**Collected data**
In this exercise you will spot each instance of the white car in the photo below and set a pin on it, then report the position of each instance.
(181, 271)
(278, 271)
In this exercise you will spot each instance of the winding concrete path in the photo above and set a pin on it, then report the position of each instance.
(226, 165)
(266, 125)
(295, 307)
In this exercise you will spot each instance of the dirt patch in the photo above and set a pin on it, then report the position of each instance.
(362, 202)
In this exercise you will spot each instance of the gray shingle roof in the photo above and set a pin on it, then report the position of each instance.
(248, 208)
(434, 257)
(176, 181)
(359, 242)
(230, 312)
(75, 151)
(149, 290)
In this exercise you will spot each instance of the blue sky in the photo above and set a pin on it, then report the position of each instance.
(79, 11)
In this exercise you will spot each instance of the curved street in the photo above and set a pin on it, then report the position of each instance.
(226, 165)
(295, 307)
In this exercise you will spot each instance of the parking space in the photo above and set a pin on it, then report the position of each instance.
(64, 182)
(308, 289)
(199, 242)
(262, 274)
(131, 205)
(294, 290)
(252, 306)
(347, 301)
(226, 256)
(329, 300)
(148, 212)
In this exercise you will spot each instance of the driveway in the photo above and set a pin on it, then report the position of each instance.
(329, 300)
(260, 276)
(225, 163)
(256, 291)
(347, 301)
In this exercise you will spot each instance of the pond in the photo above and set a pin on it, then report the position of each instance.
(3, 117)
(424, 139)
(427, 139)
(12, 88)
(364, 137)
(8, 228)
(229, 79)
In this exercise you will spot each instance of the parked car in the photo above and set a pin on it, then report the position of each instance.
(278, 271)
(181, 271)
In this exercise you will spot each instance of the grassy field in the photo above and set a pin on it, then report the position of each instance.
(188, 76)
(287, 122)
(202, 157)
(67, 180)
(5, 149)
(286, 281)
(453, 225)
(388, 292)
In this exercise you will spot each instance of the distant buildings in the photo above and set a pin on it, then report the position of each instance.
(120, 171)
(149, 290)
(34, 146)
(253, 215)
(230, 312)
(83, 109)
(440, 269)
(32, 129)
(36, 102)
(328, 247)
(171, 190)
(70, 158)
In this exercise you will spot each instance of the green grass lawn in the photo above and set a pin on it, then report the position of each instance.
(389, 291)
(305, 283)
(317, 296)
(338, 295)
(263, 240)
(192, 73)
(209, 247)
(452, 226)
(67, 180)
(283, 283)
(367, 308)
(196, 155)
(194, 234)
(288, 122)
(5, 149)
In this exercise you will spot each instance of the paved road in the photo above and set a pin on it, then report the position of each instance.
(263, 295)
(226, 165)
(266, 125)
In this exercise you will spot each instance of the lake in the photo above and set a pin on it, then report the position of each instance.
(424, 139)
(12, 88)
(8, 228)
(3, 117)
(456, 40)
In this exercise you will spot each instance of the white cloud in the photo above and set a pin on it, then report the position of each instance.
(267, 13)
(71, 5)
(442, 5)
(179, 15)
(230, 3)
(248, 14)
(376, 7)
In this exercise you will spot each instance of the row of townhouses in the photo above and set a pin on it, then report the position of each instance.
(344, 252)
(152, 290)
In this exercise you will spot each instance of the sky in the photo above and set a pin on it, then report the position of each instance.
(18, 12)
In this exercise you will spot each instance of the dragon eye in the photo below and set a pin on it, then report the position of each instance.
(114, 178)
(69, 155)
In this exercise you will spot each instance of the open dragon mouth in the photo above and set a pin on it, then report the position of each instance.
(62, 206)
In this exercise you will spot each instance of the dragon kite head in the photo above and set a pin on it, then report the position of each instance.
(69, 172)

**DIRECTIONS**
Provide all the records again, word for word.

**FINAL RESULT**
In this exercise you will spot each instance of the white car in the photo below and set a pin on it, then report the position of each instance.
(181, 271)
(278, 271)
In this exercise you will spot each instance of the winding concrete path in the photo above and set a pin on it, then report the position of each instance.
(226, 165)
(266, 125)
(295, 307)
In this exercise you will spot each instance of the dirt patch in the photo above and set a pin on it, then report the position of each instance.
(362, 202)
In this exercise you will spot each instance of the gray shingle roof in the photo above and set a pin on it, then report the position of each instance.
(248, 208)
(434, 257)
(176, 181)
(359, 242)
(230, 312)
(75, 151)
(149, 290)
In this exercise you will spot each instance of the blue sky in the photo above and set a pin on it, then report the position of each instance.
(79, 11)
In this exercise you will spot each instance of the curved street in the photo above and set a pin on it, then report the position of each instance.
(226, 165)
(295, 307)
In this exercise you will spot each instance of the parking space in the photo above and set a pin on it, then report the position of each instance.
(64, 182)
(308, 289)
(199, 242)
(262, 274)
(131, 205)
(294, 290)
(252, 306)
(347, 301)
(226, 256)
(329, 300)
(148, 212)
In this exercise you will spot each instance of the driveway in the photo above and set a pin on it, then report the position of each instance.
(329, 300)
(260, 276)
(225, 163)
(256, 291)
(347, 301)
In this exercise you will spot each instance of the pond in the photo above and set a pin on it, then report the position of each instance.
(3, 117)
(424, 139)
(427, 139)
(12, 88)
(364, 137)
(8, 228)
(229, 79)
In this exercise you will spot each instance of the parked car in the photo above and set a pin on it, then report the position of each instance.
(278, 271)
(181, 271)
In this exercise you will spot each instance of the grassy field in the photo above and set a pin on it, then report the position of each instance.
(188, 76)
(287, 122)
(202, 157)
(67, 180)
(5, 149)
(286, 281)
(453, 225)
(388, 292)
In this exercise you will spot each instance of the distant buildings in the photo above and set a pin on it, then report the position of each instance.
(120, 171)
(149, 290)
(34, 146)
(253, 215)
(230, 312)
(83, 109)
(440, 269)
(32, 129)
(36, 102)
(328, 247)
(171, 190)
(70, 158)
In this exercise you will spot each instance of the green grass lawn in the photo above and set a pin on it, then report the position of each instance.
(389, 291)
(305, 283)
(317, 296)
(338, 295)
(263, 240)
(192, 73)
(209, 247)
(452, 226)
(67, 180)
(283, 283)
(367, 308)
(196, 155)
(194, 234)
(288, 122)
(5, 149)
In this exercise you will spot each instance of the paved road in the photo above and set a pin on it, then report the position of each instance.
(263, 295)
(226, 165)
(266, 125)
In this exercise you will spot each instance of the lake in the photo above and set a pin on it, then report the position of each instance.
(424, 139)
(12, 88)
(8, 228)
(3, 117)
(456, 40)
In this exercise you will spot each instance of the white cloud in the photo above and set a pin on it, then report the position of each instance.
(267, 13)
(71, 5)
(442, 5)
(179, 15)
(230, 3)
(248, 14)
(376, 7)
In this exercise you will spot each instance of the row of townhouses in the photo above and set a pin on it, then report the position of each instance.
(344, 252)
(152, 290)
In this exercise you will spot each instance of the sky in the photo above and set a pin on it, then report the position of each instance.
(18, 12)
In this exercise you will spot each instance of the dragon eye in the photo below and set a pin on it, then report the position of each instance.
(114, 178)
(69, 155)
In this exercise you will spot each instance of the open dragon mouth in the photo above and set a pin on it, then report the position of each instance.
(62, 206)
In this exercise you will spot each instance of the dragon kite head in the photo above and set a pin on it, then report the position of each instance.
(69, 172)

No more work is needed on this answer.